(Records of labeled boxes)
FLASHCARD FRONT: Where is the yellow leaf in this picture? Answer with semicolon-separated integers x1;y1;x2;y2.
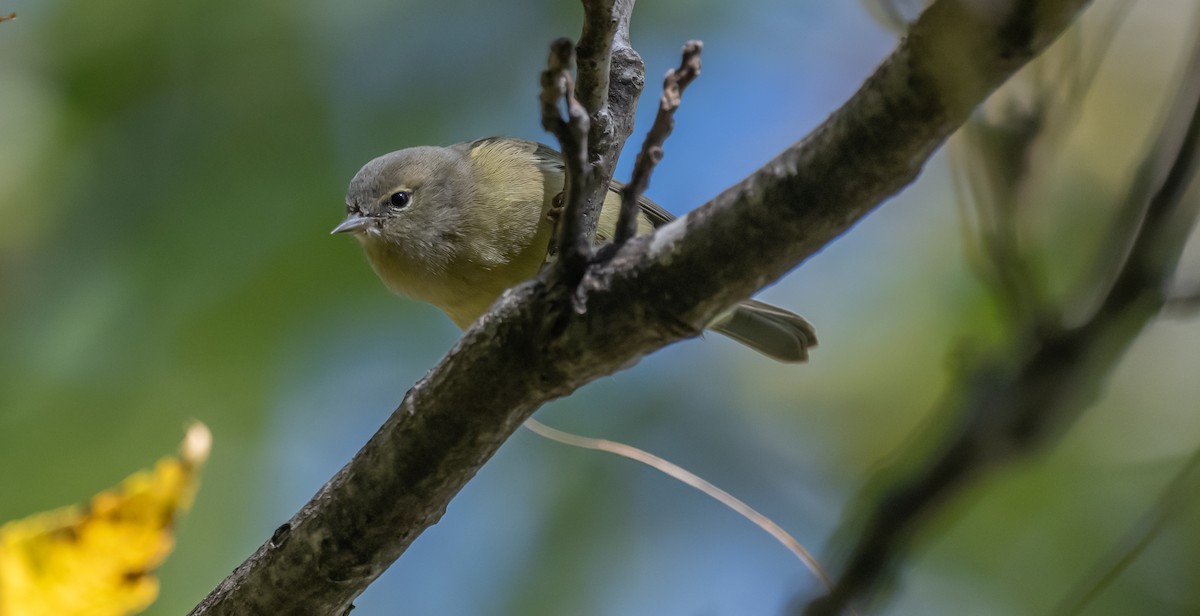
0;423;212;616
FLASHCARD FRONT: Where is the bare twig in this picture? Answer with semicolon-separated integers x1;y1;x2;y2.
540;38;592;266
613;41;704;246
558;0;646;282
524;418;830;600
193;0;1087;615
1051;441;1200;616
805;16;1200;616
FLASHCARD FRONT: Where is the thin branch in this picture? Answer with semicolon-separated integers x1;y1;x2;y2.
540;38;592;266
575;0;619;114
192;0;1087;615
1051;449;1200;616
559;0;646;279
613;41;704;246
524;418;832;597
804;19;1200;616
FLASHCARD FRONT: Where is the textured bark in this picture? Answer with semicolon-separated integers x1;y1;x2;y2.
193;0;1087;615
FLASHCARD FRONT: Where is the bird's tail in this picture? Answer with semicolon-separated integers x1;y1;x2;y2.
709;299;817;363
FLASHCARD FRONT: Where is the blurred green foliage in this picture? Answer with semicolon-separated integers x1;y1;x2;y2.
0;0;1200;615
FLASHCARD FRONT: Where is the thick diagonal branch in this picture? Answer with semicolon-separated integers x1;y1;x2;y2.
193;0;1086;615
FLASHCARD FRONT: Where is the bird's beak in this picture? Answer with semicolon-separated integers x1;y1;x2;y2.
329;214;374;235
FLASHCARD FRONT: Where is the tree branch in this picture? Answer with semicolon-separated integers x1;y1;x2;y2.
192;0;1087;615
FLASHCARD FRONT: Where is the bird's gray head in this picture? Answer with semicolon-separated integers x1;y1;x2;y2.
334;146;473;265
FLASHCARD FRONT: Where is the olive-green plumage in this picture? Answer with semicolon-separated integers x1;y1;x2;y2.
334;137;816;361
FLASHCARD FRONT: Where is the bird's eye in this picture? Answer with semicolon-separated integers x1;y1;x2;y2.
388;191;413;210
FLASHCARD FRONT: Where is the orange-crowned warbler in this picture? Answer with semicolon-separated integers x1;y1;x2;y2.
334;137;816;361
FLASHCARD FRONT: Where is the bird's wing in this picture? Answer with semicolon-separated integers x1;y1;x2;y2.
467;137;674;228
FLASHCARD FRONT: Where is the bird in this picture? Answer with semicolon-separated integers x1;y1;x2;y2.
331;137;817;363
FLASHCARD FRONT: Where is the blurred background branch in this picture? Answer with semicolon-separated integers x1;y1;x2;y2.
805;6;1200;616
0;0;1200;616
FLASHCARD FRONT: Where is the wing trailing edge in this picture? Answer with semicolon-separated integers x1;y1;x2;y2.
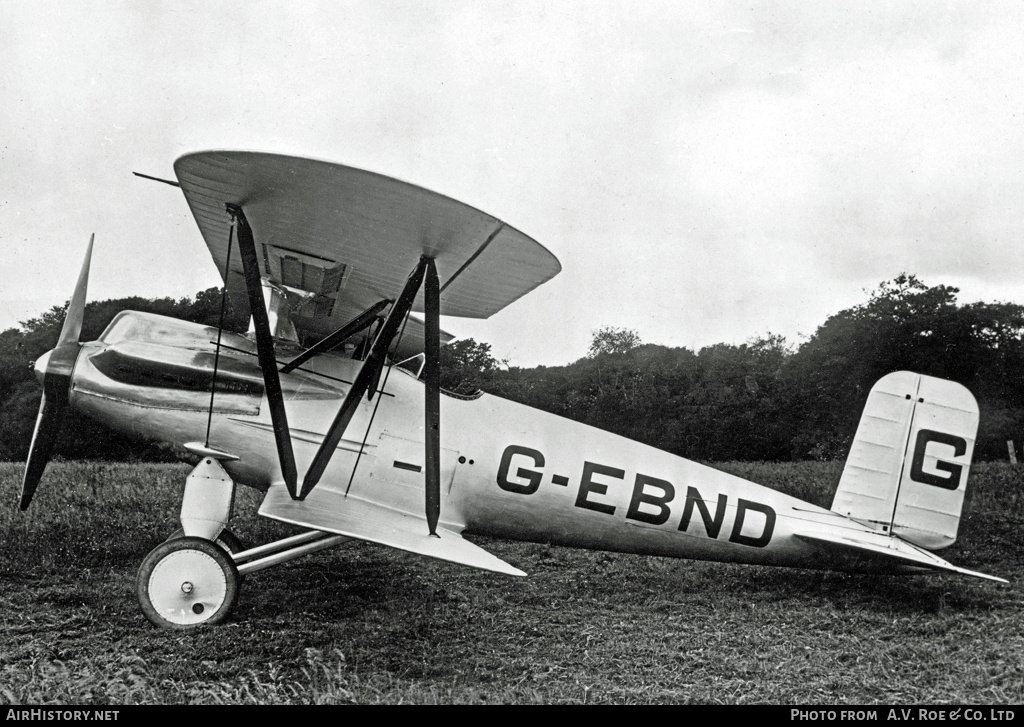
259;485;526;575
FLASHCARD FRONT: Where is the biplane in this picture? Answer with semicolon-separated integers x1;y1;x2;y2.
20;152;1005;629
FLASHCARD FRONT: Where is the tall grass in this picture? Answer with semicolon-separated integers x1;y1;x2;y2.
0;463;1024;704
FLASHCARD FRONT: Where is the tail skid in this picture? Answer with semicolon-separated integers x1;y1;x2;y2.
796;532;1009;583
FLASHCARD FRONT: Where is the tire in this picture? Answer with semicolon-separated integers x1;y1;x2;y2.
136;538;240;629
167;527;246;555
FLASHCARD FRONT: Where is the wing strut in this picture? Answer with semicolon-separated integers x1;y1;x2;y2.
281;298;393;374
298;257;432;500
225;204;440;538
224;204;299;498
422;258;441;538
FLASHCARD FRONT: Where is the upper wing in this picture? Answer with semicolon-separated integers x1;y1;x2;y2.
174;152;561;348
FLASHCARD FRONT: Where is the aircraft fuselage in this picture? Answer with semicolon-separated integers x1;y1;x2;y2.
71;312;905;569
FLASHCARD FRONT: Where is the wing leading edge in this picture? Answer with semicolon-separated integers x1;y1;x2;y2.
174;152;561;358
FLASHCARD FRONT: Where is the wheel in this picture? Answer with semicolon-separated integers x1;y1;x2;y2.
136;538;239;629
167;527;246;555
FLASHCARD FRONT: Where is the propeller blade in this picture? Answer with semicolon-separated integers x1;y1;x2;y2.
22;391;65;510
423;258;441;538
224;204;299;500
22;233;96;510
57;232;96;348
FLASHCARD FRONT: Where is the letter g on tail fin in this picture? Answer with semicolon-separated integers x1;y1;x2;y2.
831;371;978;550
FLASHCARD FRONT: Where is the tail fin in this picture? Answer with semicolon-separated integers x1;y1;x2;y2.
831;371;978;550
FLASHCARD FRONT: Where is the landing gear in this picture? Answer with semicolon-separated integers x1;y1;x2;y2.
136;533;239;629
167;527;246;555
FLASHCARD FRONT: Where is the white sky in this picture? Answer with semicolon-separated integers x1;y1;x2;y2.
0;0;1024;367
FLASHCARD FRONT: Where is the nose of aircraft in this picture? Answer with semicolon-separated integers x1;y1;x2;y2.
32;350;53;386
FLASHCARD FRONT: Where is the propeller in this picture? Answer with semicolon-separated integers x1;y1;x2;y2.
22;234;96;510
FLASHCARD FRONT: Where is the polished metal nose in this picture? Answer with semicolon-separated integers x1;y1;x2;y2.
32;350;53;384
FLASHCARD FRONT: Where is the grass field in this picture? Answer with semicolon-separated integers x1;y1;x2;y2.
0;463;1024;704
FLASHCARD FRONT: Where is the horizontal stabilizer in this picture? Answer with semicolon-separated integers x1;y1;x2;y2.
259;484;526;575
797;532;1009;583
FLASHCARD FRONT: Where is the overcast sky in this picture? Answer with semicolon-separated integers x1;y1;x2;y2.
0;0;1024;366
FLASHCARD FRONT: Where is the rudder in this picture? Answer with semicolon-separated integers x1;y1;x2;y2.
831;371;978;550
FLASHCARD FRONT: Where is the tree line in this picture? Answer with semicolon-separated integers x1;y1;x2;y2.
0;274;1024;462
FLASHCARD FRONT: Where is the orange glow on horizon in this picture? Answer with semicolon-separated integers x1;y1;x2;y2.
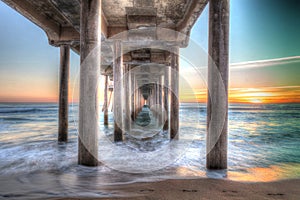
0;86;300;104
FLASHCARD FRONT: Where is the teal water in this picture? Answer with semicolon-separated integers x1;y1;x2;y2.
0;104;300;199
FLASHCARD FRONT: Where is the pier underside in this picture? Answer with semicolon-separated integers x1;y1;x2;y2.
3;0;229;169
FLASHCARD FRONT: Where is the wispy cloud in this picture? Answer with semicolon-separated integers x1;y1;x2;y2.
230;56;300;69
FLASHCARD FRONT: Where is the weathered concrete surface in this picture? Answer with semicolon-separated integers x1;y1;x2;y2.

■ TASK OBJECTIVE ■
Return every line of the listing above verbatim, omitting the pictures.

■ THE OUTPUT ■
FLASHCARD FRONT: Where is the yellow leaf in this picture? Answer with semicolon-separated integers x1;y1;x2;y2.
0;423;212;616
FLASHCARD FRONT: Where is the bare twig in this picture? Answer with semicolon-separated integers x1;y1;x2;y2.
540;38;592;266
613;41;704;246
558;0;646;282
524;418;830;600
193;0;1087;615
1051;441;1200;616
805;16;1200;616
FLASHCARD FRONT: Where is the thin branch in this picture? Answer with semicolon-separated integers x1;y1;x2;y2.
540;38;592;266
575;0;619;114
192;0;1087;615
1051;449;1200;616
559;0;646;279
613;41;704;246
524;418;832;597
804;19;1200;616
FLASHCARD FRONT: Where is the textured bark in this picture? Answer with semicolon-separated integers x1;y1;x2;y2.
193;0;1087;615
FLASHCARD FRONT: Where is the bird's tail in this picture? Answer with semicolon-separated integers x1;y1;x2;y2.
709;299;817;363
FLASHCARD FRONT: Where is the blurred green foliage in this picture? Answer with semicolon-separated integers x1;y1;x2;y2.
0;0;1200;615
FLASHCARD FRONT: Where is the thick diagonal branch in this picture? Answer with semicolon-separated integers x1;y1;x2;y2.
193;0;1086;615
FLASHCARD FRONT: Where is the bird's beak in this picture? Answer with semicolon-separated integers x1;y1;x2;y2.
329;214;374;235
FLASHCARD FRONT: Where is the tree branch in this picture? Answer with semicolon-separated integers x1;y1;x2;y2.
192;0;1087;615
FLASHCARD FRONT: Where is the bird's gray head in this picture? Answer with semicolon-separated integers x1;y1;x2;y2.
334;146;473;265
FLASHCARD FRONT: Where is the olive-green plumage in this picture? Answer with semicolon-separated integers x1;y1;x2;y2.
334;137;816;361
FLASHCARD FRONT: Where is the bird's eye in this picture? Answer with semicolon-separated integers x1;y1;x2;y2.
388;191;413;210
FLASHCARD FRONT: Where is the orange-crowned warbler in this picture? Answer with semicolon-separated integers x1;y1;x2;y2.
334;137;816;361
FLASHCARD FRONT: Where is the bird's wing in this picture? Answer with semicolon-separated integers x1;y1;x2;y2.
467;137;674;228
FLASHCARD FRONT: Where is the bird in this picture? Answer with semicolon-separated integers x1;y1;x2;y2.
331;137;817;363
FLASHCARD FRONT: Where is the blurred background branch in this picture? Answer with semicolon-separated integers x1;y1;x2;y2.
805;6;1200;616
0;0;1200;616
FLASHCARD FRONT: Where is the wing trailing edge in this picture? Answer with semicolon-separated integers x1;y1;x2;y2.
259;485;526;575
FLASHCARD FRONT: Where is the biplane in this picture? Answer with semicolon-separated integers x1;y1;x2;y2.
20;152;1005;629
FLASHCARD FRONT: Where is the tall grass in this picture? Answer with semicolon-separated integers x1;y1;x2;y2.
0;463;1024;704
FLASHCARD FRONT: Where is the tail skid in this picture? Answer with semicolon-separated integers x1;y1;x2;y2.
796;532;1009;583
FLASHCARD FRONT: Where is the tire in this picture? Answer with semicolon-separated integers x1;y1;x2;y2.
136;538;240;629
167;527;246;555
FLASHCARD FRONT: Where is the wing strut in this picture? Answer with semicolon-separated integers x1;y1;x2;y2.
281;298;393;374
298;257;432;500
225;204;440;538
224;204;299;498
422;258;441;538
FLASHCARD FRONT: Where is the upper wing in this picture? Answer with semicolon-separated integers x1;y1;x2;y2.
174;152;561;348
FLASHCARD FRONT: Where is the aircraft fuselage in this picture? Answer with semicolon-separated integers x1;y1;x2;y2.
71;312;905;569
FLASHCARD FRONT: Where is the wing leading edge in this picture? Answer with semicolon-separated integers x1;y1;x2;y2.
174;152;561;358
FLASHCARD FRONT: Where is the wheel in this picture? Answer with semicolon-separated integers x1;y1;x2;y2.
136;538;239;629
167;527;246;555
FLASHCARD FRONT: Where is the propeller blade in this picture? Answer with semicolon-separated integers x1;y1;x2;y2.
22;391;65;510
423;258;441;538
224;204;299;500
22;233;96;510
57;232;96;348
FLASHCARD FRONT: Where is the letter g on tail fin in this picture? Answer with semicolon-separated integers x1;y1;x2;y2.
831;371;978;550
FLASHCARD FRONT: Where is the tail fin in this picture? Answer with semicolon-separated integers x1;y1;x2;y2.
831;371;978;550
FLASHCARD FRONT: Where is the landing gear in this picture? Answer with semicolon-separated integers x1;y1;x2;y2.
136;533;239;629
167;527;246;555
FLASHCARD FRONT: Where is the white sky in this picture? Answer with semicolon-separated integers x1;y1;x2;y2.
0;0;1024;367
FLASHCARD FRONT: Where is the nose of aircraft in this picture? Answer with semicolon-separated integers x1;y1;x2;y2.
32;350;53;386
FLASHCARD FRONT: Where is the propeller in this picture? Answer with semicolon-separated integers x1;y1;x2;y2.
22;234;96;510
FLASHCARD FRONT: Where is the polished metal nose in this picture? Answer with semicolon-separated integers x1;y1;x2;y2.
32;350;53;384
FLASHCARD FRONT: Where is the grass field in this picture? Answer with semicolon-separated integers x1;y1;x2;y2.
0;463;1024;704
FLASHCARD FRONT: Where is the horizontal stabilizer in this picture? Answer with semicolon-separated integers x1;y1;x2;y2.
259;484;526;575
797;532;1009;583
FLASHCARD FRONT: Where is the overcast sky in this picture? Answer with semicolon-separated integers x1;y1;x2;y2.
0;0;1024;366
FLASHCARD FRONT: Where is the rudder in this picture? Answer with semicolon-separated integers x1;y1;x2;y2.
831;371;978;550
FLASHCARD FRONT: Where is the tree line in this picture? Answer with semicolon-separated integers x1;y1;x2;y2.
0;274;1024;462
FLASHCARD FRONT: Where is the orange glow on horizon in this picture? Answer with semicolon-separated integers x1;y1;x2;y2.
0;86;300;104
FLASHCARD FRONT: Where is the teal water in this picture? Answer with semicolon-separated integers x1;y1;x2;y2.
0;104;300;199
FLASHCARD FRONT: Where is the pier underside in this picture? Answer with semicolon-separated integers x1;y1;x2;y2.
3;0;229;169
FLASHCARD FRONT: Where is the wispy cloud in this picture? Answer with semicolon-separated integers x1;y1;x2;y2.
230;56;300;69
FLASHCARD FRONT: Where is the weathered concrete surface in this picture? Answer with semicolon-separated integers x1;y1;x2;y2.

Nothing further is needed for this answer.